**Problem description:** Rewrite the data below, substituting "rectangle" for every occurrence of "bounding box" and leaving everything else unchanged.

**Entries shown:**
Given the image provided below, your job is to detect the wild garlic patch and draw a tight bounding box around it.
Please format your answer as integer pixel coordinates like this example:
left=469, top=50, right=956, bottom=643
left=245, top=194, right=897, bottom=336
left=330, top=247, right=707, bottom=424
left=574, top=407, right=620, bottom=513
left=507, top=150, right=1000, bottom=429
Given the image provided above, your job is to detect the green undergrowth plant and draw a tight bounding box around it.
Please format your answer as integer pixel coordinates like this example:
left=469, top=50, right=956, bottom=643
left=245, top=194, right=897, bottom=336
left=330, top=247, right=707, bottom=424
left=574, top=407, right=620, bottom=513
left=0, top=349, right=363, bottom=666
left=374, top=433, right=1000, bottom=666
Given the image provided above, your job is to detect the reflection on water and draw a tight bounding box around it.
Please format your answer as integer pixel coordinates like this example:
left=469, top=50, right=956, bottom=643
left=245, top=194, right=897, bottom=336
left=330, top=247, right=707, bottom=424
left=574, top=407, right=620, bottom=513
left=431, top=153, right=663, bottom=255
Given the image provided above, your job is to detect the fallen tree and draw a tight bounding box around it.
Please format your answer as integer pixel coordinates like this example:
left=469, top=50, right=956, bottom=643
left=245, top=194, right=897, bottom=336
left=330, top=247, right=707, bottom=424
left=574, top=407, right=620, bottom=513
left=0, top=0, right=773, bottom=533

**Answer to this problem:**
Given the image provided below, your job is to detect the wild garlic patch and draw a tight rectangle around it.
Please format your answer as integer pixel coordinates like this example:
left=469, top=50, right=956, bottom=643
left=245, top=194, right=897, bottom=336
left=330, top=247, right=707, bottom=424
left=574, top=407, right=620, bottom=513
left=507, top=150, right=1000, bottom=429
Given the image provided above, your job is to detect the green undergrowth plant and draw a tight rectangle around it.
Please format your answer as integer pixel coordinates like this example:
left=469, top=50, right=956, bottom=643
left=245, top=194, right=897, bottom=336
left=330, top=247, right=707, bottom=424
left=574, top=407, right=620, bottom=513
left=0, top=349, right=363, bottom=666
left=374, top=433, right=1000, bottom=666
Given the image provided above, your job is to detect the reflection on water and draw a tight rectangle around it.
Please format your answer as integer pixel coordinates like this example:
left=469, top=50, right=956, bottom=643
left=245, top=194, right=897, bottom=336
left=330, top=247, right=707, bottom=424
left=574, top=407, right=620, bottom=513
left=431, top=153, right=663, bottom=255
Given the image provided above, your job is to detect the fallen tree and draw a tight rectangle around it.
Please format your answer as integer pixel coordinates like this example:
left=469, top=50, right=956, bottom=643
left=245, top=194, right=897, bottom=336
left=330, top=247, right=707, bottom=424
left=574, top=407, right=620, bottom=513
left=0, top=0, right=773, bottom=533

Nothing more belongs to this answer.